◆ **EXERCISE PROMPT**: Show every line of the material below that contains the word "hazy", copying each line in full.

◆ **AVAILABLE RECORDS**:
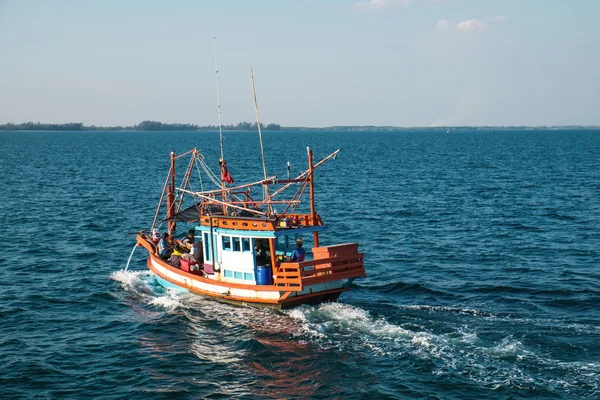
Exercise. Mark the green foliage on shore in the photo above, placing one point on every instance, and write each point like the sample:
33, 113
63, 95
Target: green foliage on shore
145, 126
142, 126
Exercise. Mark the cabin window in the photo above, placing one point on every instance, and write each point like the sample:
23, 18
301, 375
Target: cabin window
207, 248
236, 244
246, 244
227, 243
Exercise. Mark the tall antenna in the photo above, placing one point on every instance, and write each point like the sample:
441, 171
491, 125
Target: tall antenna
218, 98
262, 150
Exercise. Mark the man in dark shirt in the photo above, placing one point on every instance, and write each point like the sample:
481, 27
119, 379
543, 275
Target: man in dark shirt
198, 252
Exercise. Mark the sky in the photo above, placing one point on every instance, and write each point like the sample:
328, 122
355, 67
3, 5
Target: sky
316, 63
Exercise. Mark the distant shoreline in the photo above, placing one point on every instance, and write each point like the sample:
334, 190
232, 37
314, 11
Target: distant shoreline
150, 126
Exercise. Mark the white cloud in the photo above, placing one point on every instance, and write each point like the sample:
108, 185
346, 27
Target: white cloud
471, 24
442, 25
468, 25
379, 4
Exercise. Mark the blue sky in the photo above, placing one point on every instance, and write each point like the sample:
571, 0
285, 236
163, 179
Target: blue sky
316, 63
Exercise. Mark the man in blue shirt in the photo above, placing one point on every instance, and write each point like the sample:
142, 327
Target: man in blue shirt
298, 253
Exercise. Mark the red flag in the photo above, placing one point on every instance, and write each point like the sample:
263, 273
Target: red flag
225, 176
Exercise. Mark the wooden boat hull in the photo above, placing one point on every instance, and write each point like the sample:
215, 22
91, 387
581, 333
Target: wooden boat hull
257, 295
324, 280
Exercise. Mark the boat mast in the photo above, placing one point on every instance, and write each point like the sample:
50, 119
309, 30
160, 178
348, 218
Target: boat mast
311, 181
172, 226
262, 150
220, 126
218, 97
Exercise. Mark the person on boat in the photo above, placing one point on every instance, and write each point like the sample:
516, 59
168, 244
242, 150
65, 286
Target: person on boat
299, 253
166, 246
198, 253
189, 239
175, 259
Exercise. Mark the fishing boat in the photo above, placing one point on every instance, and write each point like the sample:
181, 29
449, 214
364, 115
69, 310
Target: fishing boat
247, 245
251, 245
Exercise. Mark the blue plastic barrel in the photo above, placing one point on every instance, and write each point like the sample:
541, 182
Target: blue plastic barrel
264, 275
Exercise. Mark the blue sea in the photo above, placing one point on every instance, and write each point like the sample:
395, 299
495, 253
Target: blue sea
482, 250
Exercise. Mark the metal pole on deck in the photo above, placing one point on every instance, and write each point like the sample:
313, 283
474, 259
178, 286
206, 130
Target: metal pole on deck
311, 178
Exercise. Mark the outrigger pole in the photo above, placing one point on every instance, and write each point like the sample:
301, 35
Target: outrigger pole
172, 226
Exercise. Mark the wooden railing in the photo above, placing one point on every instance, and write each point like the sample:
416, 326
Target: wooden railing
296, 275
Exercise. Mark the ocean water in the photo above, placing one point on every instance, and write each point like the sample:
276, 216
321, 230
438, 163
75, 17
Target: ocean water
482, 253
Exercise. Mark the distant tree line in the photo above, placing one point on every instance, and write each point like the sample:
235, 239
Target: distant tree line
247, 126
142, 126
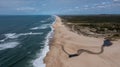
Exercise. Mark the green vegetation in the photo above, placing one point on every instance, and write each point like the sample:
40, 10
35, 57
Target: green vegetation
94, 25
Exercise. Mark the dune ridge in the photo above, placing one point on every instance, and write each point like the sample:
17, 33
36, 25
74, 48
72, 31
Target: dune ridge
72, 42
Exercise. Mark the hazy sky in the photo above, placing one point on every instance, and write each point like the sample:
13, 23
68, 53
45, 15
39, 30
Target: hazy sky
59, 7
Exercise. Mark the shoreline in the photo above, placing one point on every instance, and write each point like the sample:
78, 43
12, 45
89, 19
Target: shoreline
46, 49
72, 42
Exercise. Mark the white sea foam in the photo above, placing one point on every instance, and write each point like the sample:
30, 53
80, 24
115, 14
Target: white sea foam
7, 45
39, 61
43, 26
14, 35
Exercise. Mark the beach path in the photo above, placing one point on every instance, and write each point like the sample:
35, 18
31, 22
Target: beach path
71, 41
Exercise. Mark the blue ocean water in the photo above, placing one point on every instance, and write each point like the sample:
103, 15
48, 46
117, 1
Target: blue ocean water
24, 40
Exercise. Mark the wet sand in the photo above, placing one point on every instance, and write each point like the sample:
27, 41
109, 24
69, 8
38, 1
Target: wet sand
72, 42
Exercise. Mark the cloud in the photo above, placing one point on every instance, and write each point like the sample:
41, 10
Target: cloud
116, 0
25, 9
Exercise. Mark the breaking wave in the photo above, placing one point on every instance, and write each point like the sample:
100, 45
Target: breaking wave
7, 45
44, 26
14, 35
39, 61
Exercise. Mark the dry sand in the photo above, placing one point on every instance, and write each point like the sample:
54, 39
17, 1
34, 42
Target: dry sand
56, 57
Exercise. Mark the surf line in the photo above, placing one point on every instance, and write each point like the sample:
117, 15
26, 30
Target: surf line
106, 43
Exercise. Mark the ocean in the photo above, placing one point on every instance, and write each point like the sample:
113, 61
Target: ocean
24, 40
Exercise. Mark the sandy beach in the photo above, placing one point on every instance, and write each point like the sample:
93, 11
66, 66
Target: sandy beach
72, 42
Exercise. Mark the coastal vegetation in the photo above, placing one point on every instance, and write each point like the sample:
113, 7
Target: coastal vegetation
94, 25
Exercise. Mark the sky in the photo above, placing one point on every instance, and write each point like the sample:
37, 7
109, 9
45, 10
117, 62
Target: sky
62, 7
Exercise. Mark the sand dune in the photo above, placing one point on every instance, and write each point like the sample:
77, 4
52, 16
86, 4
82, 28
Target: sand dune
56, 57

---

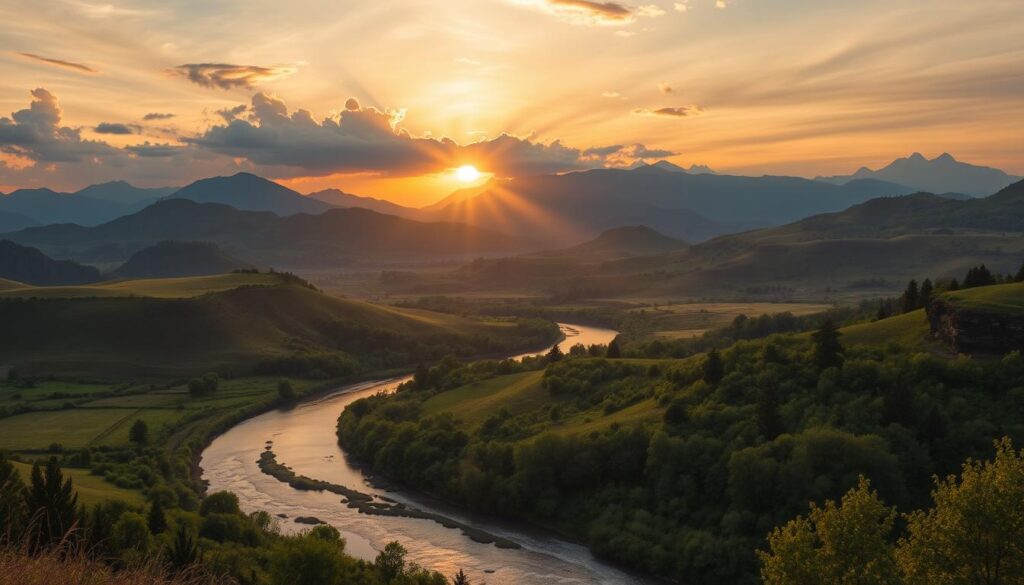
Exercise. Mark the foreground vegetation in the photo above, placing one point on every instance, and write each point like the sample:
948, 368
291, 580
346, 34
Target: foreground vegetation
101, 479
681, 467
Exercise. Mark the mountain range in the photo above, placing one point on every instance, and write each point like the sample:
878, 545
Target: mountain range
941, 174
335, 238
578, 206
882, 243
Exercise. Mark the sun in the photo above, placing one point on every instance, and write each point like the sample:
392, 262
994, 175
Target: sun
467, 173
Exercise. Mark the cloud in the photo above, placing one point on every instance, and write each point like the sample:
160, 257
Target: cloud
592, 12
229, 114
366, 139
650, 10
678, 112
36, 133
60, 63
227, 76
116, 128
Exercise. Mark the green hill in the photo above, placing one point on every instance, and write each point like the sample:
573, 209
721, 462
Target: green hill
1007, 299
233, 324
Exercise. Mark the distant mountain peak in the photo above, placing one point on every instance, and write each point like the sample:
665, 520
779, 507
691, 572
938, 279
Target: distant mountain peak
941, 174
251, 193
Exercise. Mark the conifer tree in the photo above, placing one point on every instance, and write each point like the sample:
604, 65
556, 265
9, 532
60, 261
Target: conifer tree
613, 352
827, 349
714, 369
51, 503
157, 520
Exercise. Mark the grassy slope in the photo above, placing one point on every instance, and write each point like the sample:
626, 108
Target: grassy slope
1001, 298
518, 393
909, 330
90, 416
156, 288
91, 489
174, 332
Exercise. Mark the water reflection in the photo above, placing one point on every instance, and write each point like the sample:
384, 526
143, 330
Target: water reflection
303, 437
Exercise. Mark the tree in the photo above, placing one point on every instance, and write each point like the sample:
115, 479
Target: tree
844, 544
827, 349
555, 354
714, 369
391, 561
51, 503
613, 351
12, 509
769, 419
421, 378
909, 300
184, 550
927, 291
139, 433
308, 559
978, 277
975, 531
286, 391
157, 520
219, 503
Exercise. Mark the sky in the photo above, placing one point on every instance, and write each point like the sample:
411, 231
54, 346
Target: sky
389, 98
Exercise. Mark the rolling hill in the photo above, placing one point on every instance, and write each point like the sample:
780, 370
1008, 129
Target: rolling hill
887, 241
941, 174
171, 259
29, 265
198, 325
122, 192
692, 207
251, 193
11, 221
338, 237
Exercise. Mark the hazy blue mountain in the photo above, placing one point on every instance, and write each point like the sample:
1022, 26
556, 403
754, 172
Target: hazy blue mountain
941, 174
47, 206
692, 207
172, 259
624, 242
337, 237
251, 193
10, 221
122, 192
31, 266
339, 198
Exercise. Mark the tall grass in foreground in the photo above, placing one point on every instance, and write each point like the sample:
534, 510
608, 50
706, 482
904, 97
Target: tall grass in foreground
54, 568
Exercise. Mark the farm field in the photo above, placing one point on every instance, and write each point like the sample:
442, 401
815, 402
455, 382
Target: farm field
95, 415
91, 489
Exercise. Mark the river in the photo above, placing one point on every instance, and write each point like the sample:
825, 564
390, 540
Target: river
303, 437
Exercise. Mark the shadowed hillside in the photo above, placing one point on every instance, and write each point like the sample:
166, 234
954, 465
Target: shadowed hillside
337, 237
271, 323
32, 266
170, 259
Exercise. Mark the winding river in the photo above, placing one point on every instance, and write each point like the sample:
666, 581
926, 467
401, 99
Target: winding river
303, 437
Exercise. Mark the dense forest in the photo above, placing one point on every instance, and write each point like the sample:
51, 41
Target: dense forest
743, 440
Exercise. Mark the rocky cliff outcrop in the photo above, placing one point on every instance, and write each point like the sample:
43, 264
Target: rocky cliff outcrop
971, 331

◆ **FULL RESPONSE**:
Exercise. Mark the hazy sky in the photo above, placing one point on every instance, and write each point like the sample:
Target: hazy sky
Exercise. Mark the hazy blue mountain in the photo above, placing one point on every instance, and write each point like the sample:
Target: hazy blue mountain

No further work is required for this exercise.